### Instructions to follow
Only the line containing "Where can you find the rock in" and those after it, up to the end of the records below, are to be set down, exactly as written.

### Extracted records
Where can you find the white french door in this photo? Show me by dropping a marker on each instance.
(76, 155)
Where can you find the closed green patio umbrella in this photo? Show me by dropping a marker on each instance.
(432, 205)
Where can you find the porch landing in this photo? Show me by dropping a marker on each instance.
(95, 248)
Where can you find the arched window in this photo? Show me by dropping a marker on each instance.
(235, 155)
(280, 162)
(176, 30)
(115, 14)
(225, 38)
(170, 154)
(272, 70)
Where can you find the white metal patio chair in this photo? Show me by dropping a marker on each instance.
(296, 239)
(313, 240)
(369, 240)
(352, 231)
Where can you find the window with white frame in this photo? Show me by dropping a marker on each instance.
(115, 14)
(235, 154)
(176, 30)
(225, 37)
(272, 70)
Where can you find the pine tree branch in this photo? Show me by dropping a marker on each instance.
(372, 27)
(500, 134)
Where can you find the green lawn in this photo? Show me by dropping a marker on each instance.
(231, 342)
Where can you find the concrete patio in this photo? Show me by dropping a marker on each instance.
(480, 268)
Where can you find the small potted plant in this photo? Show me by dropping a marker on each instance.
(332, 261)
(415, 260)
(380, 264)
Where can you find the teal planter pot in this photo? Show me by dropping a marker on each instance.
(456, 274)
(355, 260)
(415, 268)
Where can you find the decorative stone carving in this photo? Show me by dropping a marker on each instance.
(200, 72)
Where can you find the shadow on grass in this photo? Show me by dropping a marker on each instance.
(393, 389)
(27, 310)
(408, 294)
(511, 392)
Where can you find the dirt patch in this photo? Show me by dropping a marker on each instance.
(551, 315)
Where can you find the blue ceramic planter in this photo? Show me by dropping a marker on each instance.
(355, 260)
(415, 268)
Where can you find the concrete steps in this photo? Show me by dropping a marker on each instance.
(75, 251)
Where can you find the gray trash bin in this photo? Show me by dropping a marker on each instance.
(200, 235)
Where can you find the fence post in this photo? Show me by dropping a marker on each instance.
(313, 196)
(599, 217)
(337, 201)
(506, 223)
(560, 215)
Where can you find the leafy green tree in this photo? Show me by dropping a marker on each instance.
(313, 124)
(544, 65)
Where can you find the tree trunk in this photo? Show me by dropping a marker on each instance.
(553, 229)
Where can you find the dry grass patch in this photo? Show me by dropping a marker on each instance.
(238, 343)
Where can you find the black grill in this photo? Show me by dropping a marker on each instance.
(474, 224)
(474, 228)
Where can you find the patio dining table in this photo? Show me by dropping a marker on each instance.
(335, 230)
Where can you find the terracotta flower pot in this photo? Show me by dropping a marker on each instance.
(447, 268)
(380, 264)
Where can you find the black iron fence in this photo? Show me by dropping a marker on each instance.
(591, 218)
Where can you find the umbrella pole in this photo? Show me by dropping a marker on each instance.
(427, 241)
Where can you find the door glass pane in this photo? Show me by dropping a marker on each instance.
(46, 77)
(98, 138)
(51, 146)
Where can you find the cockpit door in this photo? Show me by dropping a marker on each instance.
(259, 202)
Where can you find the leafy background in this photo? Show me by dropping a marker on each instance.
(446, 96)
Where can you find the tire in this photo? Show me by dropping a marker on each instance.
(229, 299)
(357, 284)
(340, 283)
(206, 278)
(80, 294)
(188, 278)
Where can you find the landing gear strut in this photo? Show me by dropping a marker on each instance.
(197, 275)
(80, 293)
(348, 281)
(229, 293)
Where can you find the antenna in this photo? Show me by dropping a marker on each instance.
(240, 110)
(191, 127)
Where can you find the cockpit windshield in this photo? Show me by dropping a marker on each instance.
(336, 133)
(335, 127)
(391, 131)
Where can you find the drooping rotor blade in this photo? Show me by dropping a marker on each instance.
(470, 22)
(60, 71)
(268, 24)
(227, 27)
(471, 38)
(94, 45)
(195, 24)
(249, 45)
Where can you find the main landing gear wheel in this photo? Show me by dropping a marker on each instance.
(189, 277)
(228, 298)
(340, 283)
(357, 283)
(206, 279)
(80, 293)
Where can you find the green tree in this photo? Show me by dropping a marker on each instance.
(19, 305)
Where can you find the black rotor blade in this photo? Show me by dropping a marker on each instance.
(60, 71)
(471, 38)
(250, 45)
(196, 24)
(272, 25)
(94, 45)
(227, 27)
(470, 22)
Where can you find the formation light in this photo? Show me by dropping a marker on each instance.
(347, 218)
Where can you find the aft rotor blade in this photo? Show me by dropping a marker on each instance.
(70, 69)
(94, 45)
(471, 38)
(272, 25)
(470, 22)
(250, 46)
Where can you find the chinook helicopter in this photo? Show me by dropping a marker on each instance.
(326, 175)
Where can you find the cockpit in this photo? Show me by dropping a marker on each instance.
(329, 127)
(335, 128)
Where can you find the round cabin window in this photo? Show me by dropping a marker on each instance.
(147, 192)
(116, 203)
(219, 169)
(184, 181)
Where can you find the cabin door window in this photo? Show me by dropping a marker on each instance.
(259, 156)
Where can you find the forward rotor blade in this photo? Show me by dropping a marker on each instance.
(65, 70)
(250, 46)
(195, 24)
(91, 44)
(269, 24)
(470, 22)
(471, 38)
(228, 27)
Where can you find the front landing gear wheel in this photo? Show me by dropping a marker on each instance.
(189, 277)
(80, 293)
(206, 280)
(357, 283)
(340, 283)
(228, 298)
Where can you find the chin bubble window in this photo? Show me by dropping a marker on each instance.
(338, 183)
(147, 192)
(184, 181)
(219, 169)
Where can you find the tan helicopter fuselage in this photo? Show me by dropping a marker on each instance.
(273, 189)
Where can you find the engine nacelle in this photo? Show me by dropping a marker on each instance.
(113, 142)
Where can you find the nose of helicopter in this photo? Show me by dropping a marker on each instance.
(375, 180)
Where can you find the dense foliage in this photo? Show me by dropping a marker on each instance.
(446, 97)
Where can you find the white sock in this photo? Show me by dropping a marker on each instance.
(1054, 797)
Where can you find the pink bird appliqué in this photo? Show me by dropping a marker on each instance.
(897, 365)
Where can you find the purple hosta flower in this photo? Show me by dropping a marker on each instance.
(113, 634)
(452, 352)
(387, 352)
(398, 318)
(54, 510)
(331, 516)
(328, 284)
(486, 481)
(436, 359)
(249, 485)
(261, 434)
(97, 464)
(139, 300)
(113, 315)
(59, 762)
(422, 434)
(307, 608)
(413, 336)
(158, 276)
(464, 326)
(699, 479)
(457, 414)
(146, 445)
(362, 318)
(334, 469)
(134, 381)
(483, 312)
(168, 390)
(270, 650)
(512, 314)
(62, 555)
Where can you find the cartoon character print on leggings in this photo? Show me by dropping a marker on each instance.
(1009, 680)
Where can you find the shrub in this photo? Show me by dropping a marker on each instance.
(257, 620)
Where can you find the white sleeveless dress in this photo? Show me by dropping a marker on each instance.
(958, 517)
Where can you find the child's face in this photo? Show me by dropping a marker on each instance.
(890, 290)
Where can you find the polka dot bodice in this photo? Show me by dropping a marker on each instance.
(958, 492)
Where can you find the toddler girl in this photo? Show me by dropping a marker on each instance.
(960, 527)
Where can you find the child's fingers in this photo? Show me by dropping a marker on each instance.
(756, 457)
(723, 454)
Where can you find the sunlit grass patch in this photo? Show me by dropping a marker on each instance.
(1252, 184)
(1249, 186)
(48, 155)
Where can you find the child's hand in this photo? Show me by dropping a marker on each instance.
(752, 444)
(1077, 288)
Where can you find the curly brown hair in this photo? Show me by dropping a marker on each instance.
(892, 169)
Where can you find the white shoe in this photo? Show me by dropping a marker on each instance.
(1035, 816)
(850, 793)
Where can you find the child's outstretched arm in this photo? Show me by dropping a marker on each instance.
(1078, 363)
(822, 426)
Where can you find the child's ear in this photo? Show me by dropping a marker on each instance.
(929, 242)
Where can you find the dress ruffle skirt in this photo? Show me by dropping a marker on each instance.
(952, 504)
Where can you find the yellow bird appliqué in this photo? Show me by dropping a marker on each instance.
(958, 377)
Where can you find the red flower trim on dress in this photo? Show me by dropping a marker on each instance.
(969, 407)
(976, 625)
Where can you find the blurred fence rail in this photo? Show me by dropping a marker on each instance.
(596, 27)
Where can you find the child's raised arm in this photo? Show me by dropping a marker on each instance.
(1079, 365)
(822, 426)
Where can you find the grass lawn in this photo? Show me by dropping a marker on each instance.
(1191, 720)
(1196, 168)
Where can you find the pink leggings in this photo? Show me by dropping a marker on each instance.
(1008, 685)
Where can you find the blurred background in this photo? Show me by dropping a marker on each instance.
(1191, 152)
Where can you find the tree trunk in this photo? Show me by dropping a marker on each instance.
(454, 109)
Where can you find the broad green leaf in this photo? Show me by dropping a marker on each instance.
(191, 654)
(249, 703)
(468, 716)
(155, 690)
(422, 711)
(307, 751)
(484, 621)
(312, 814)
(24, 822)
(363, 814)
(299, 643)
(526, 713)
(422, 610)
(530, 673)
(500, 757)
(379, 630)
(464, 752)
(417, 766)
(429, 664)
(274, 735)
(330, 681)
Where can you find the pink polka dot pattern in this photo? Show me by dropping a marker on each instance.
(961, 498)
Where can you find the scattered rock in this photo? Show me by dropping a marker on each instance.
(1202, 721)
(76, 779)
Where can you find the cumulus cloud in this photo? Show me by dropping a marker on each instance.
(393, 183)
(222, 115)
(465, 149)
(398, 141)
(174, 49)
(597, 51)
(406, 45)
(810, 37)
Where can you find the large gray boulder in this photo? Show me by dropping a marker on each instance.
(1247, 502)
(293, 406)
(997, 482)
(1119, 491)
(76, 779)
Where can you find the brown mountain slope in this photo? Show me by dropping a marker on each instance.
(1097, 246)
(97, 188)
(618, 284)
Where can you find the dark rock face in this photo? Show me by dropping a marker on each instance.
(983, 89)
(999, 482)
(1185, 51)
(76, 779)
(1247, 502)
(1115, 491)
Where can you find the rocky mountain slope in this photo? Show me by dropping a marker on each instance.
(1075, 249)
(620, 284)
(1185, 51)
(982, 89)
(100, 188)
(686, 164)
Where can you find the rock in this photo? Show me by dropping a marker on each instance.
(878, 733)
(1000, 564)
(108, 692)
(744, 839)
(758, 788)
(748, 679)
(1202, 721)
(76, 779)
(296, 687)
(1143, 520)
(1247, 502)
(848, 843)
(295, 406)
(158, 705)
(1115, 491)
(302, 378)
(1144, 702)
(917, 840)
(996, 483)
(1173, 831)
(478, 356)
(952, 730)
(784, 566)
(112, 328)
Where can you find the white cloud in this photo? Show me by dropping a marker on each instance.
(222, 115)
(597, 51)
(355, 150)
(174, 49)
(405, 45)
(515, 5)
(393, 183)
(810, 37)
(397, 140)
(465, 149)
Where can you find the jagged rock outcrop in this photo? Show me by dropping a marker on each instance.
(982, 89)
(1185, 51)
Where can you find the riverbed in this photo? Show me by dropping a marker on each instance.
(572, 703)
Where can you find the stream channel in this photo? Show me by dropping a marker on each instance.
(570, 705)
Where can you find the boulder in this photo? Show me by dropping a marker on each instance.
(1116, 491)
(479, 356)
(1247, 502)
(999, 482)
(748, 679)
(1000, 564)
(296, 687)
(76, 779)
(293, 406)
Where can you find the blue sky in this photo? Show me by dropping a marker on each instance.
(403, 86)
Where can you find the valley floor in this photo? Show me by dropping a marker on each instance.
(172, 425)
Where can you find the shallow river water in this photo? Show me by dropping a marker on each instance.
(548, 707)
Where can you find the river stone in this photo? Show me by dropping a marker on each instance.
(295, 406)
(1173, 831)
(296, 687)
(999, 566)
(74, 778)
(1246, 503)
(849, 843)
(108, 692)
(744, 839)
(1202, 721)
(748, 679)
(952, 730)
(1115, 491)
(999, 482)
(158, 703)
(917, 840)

### Written answer
Where can you find the rock in this photo? Show me by dropping a marker on each instance.
(878, 733)
(1000, 564)
(108, 692)
(744, 839)
(758, 788)
(748, 679)
(1202, 721)
(76, 779)
(296, 687)
(1143, 520)
(1247, 502)
(848, 843)
(295, 406)
(158, 705)
(1115, 491)
(302, 378)
(1144, 702)
(917, 840)
(996, 483)
(1173, 831)
(478, 356)
(952, 730)
(784, 566)
(112, 328)
Where can you find the white cloud in this photo? Show me by dropping a marker on each instance.
(222, 115)
(597, 51)
(355, 150)
(174, 49)
(405, 45)
(515, 5)
(393, 183)
(810, 37)
(397, 140)
(465, 149)
Where can you find the jagged rock outcrop in this photo? Show me by dropping a marker on each instance.
(982, 89)
(1185, 51)
Where can you find the riverbed in this photo? Show me by dropping a marker on each instance.
(572, 703)
Where can you find the stream channel in this photo? Show me by dropping a marker on each instance.
(570, 705)
Where can you find the boulder in this photo? Show me by dropping a marker on each instance.
(1116, 491)
(479, 356)
(1247, 502)
(999, 482)
(748, 679)
(1000, 564)
(296, 687)
(76, 779)
(293, 406)
Where can you find the blue sky in this photo? Show me by dropping a marker on each instance.
(403, 86)
Where can you find the valley floor in this photo? Show me by dropping a marker on each instance.
(172, 425)
Where can you find the shallow river water in this photo? Show me by dropping a marker on each instance.
(548, 707)
Where can you find the river stone in this photo? Show me by dropping a marker on each instance.
(295, 406)
(1173, 831)
(296, 687)
(999, 566)
(74, 778)
(1246, 503)
(849, 843)
(108, 692)
(744, 839)
(1202, 721)
(748, 679)
(952, 730)
(1115, 491)
(999, 482)
(158, 703)
(917, 840)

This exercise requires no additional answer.